■ 選択抜粋
........
懐かしい歌を原曲のイタリア語で聞かれて、驚かれた方もいることかと思います。今回ご紹介した『Carletto』もそうです が、子供のための歌というのは、子供が聞いて理解できる必要があるため、語彙も文の構造も複雑なものは避けており、初級の方が聞いても分かる部分が多いのではないでしょうか。さらに、リズムも軽快で、はっきり発音して歌っています。
上のアルバムの題名は、『Zecchino d’Oroのベストアルバム』です。この Zecchino d’Oro とは何かについて は、Wikipedia 日本語版「ゼッキーノ・ドーロ」に詳しい説明がありますので、参考にしてください。
2. ペルージャの学生が語る「イタリア」と「ペルージャ」
ペルージャ外国人大学で、今年度は PLIM2年生の「日本語・日本文化」の授業を担当しているのですが、今回ブログに、この学生たちが昨年「イタリア」や「ペルージャ」について日本語で書いた作文の中から、いくつかを紹介しています。
........
■ 保存データ
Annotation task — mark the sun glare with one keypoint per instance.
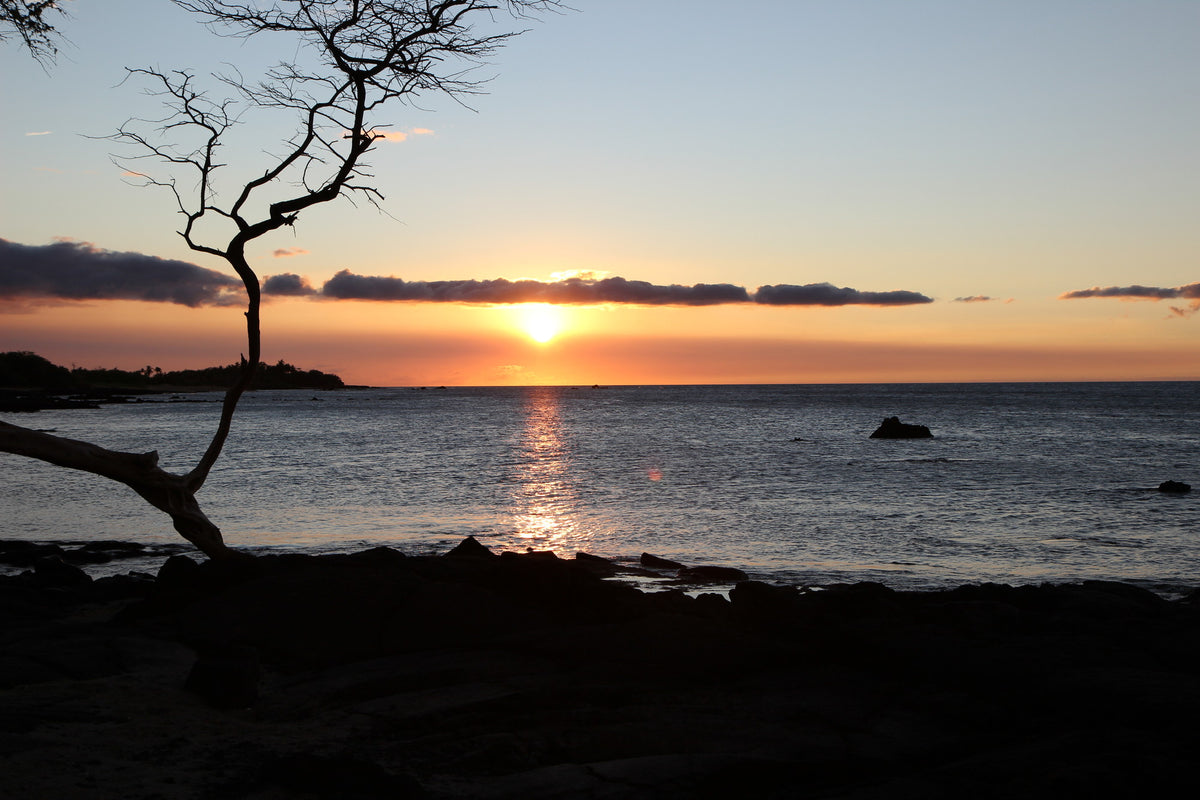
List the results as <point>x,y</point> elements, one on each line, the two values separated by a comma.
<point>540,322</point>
........
上の「選択抜粋」の文章を、冒頭から末尾まで一字一句変えずにすべて抜き出してください。

懐かしい歌を原曲のイタリア語で聞かれて、驚かれた方もいることかと思います。今回ご紹介した『Carletto』もそうです が、子供のための歌というのは、子供が聞いて理解できる必要があるため、語彙も文の構造も複雑なものは避けており、初級の方が聞いても分かる部分が多いのではないでしょうか。さらに、リズムも軽快で、はっきり発音して歌っています。
上のアルバムの題名は、『Zecchino d’Oroのベストアルバム』です。この Zecchino d’Oro とは何かについて は、Wikipedia 日本語版「ゼッキーノ・ドーロ」に詳しい説明がありますので、参考にしてください。
2. ペルージャの学生が語る「イタリア」と「ペルージャ」
ペルージャ外国人大学で、今年度は PLIM2年生の「日本語・日本文化」の授業を担当しているのですが、今回ブログに、この学生たちが昨年「イタリア」や「ペルージャ」について日本語で書いた作文の中から、いくつかを紹介しています。